Your goal
From the data that follows, copy every line with the string "below".

:: Records to process ::

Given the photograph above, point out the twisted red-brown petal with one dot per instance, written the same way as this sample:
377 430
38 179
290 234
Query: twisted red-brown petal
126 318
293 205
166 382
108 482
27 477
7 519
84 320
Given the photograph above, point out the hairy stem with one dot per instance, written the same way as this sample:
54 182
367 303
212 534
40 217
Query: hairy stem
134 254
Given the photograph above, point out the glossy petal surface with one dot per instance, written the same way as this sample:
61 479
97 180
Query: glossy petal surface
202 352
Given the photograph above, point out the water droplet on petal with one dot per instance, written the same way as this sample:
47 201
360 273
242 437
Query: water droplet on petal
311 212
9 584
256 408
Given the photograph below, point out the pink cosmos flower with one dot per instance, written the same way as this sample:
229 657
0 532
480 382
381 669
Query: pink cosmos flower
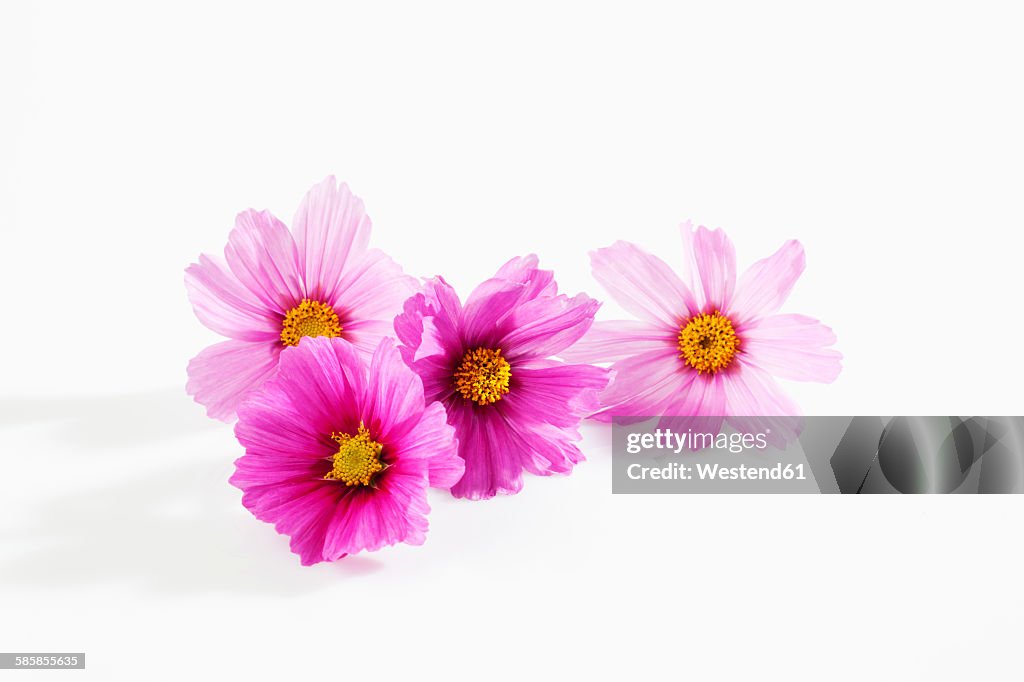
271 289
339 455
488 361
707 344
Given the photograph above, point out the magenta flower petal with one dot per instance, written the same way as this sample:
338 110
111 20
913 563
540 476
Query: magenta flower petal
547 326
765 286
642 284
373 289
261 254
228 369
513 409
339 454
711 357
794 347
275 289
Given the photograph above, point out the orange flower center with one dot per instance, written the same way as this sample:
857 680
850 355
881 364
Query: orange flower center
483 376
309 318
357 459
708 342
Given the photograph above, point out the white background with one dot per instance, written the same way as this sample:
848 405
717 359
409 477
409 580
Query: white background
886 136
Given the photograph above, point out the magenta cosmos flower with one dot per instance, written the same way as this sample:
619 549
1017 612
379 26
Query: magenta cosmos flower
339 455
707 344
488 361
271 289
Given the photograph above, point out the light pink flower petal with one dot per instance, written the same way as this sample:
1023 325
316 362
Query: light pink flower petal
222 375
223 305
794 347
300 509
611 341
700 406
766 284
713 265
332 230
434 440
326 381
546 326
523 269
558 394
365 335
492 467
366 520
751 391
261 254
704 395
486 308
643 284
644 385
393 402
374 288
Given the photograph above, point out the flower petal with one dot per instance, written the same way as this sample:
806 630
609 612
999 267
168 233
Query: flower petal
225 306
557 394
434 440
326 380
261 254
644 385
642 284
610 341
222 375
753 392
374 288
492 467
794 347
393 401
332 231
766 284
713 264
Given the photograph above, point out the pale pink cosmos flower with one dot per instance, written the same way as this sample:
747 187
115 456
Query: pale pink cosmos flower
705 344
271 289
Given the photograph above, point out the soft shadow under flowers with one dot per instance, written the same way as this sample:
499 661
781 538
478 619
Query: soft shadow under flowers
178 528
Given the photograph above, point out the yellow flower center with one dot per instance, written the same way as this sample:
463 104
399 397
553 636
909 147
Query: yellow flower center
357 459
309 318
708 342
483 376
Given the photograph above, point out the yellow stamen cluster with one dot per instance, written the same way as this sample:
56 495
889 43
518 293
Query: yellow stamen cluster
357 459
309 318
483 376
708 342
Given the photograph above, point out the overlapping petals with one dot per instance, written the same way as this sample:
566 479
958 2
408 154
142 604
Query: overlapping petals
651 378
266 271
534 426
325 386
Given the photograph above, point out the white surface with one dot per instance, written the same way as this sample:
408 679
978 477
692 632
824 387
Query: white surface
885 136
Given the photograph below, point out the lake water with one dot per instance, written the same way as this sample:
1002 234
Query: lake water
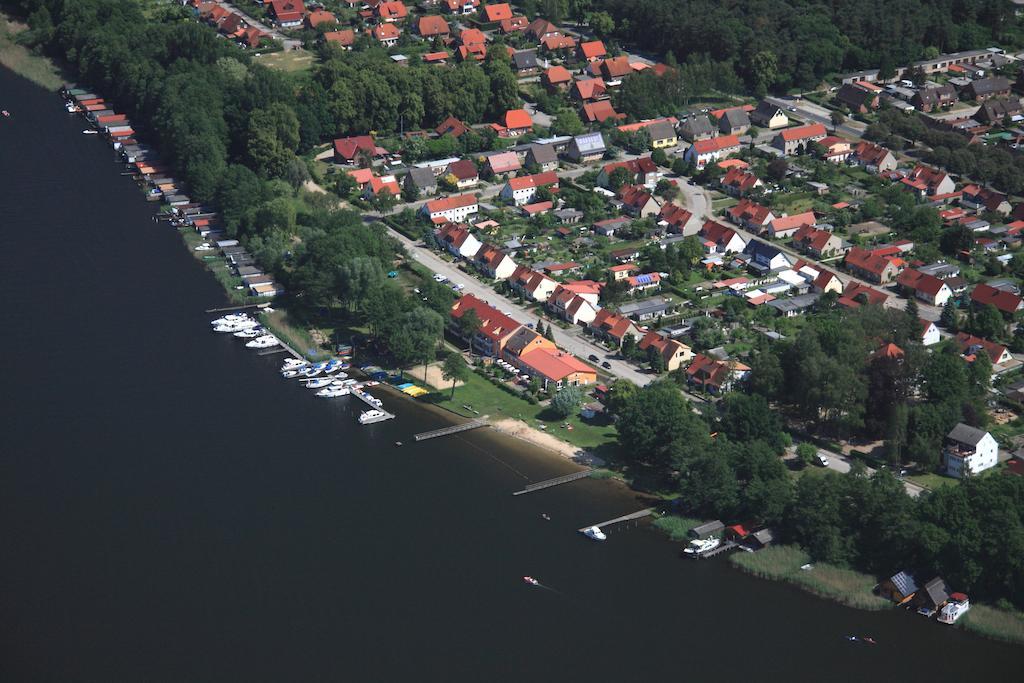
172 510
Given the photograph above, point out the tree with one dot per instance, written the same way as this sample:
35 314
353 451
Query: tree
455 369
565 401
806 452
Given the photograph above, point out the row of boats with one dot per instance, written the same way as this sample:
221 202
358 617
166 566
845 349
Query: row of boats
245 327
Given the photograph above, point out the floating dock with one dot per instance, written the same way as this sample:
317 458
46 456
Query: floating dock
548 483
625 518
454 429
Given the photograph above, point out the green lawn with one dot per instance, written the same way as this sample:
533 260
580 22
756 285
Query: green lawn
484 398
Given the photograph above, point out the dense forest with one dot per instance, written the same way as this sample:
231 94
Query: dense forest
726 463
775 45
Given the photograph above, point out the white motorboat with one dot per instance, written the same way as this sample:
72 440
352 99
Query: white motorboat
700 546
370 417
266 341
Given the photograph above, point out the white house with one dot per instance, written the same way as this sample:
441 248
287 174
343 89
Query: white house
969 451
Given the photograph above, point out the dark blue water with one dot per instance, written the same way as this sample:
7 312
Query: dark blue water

:::

Exercise output
Given the photograph below, point out the pink cosmos flower with one dot per instance, written the same way as this sample:
Given the photograph below, point out the lake water with one dot per instance, written the same way as this sample:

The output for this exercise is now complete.